▶ **Problems to solve**
(A) In the patch discussion, give again the passage from "amyk marked 6" up to and including "a bit more.".
(B) Condense the patch discussion's paragraph that begins "If we are to keep the condition" into a short list of its main points.

▶ **Document excerpt**
--- begin ---
[PATCH] D155600: [AIX][TLS] Produce a faster local-exec access sequence with -maix-small-local-exec-tls (And optimize when load/store offsets are 0)

Amy Kwan via Phabricator via llvm-commits llvm-commits at lists.llvm.org
Thu Aug 17 22:14:27 PDT 2023


amyk marked 6 inline comments as done.
amyk added a comment.

@hubert.reinterpretcast I was going to update the patch, and then I thought about your comments a bit more.
Just wanted to double check on some suggestions before I misunderstand  anything and update the patch if that's OK.



================
Comment at: llvm/lib/Target/PowerPC/PPCISelDAGToDAG.cpp:7625-7630
+      if (RequiresMod4Offset) {
+        if (isa<GlobalAddressSDNode>(BaseOp1) && HasAIXSmallLocalExecTLS) {
+          const auto *GV = dyn_cast<GlobalAddressSDNode>(BaseOp1)->getGlobal();
+          Align Alignment = GV->getPointerAlignment(CurDAG->getDataLayout());
+          if (Alignment < 4)
+            continue;
----------------
hubert.reinterpretcast wrote:
> hubert.reinterpretcast wrote:
> > If we are to keep the condition, this needs a comment for why `HasAIXSmallLocalExecTLS` is a sufficient guard to limit the behaviour to just the new AIX "small TLS" accesses. The logic would be that the option is only valid for AIX and, on AIX, a `ADDI`/`ADDI8` node with a global address for the immediate operand would necessarily be for "small TLS" (although possibly for the `local-dynamic` TLS model with future developments).
--- end ---
▶ **Recorded information**
--- begin ---
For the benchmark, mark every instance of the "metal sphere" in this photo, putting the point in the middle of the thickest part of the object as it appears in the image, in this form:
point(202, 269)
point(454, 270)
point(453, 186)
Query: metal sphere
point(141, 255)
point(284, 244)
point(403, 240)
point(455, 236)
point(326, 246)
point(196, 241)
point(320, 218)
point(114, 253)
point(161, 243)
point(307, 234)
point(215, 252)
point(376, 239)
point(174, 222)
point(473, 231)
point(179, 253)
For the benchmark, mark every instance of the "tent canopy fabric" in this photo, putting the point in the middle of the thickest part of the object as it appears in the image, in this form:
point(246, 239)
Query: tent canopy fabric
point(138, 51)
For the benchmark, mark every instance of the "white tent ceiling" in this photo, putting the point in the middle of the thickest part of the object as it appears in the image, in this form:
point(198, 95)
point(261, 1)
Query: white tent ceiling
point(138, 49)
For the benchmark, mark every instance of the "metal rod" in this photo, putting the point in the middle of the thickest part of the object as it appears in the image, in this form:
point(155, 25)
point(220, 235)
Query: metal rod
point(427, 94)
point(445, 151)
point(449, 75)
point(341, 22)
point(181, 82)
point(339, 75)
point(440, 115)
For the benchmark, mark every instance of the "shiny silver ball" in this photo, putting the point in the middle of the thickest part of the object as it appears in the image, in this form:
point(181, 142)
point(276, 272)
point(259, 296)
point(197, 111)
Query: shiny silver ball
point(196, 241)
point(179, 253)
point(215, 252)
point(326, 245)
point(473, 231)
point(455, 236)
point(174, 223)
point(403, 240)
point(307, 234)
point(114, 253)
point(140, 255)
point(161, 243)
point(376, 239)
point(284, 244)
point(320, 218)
--- end ---
▶ **Answers below**
(A)
amyk marked 6 inline comments as done.
amyk added a comment.

@hubert.reinterpretcast I was going to update the patch, and then I thought about your comments a bit more.

(B)
- If the condition stays, it needs a comment explaining why `HasAIXSmallLocalExecTLS` is enough to limit the behavior to the new AIX "small TLS" accesses.
- The reasoning is that the option is valid only for AIX.
- On AIX, an `ADDI`/`ADDI8` node whose immediate operand is a global address would necessarily be for "small TLS," though future developments might also use it for the `local-dynamic` TLS model.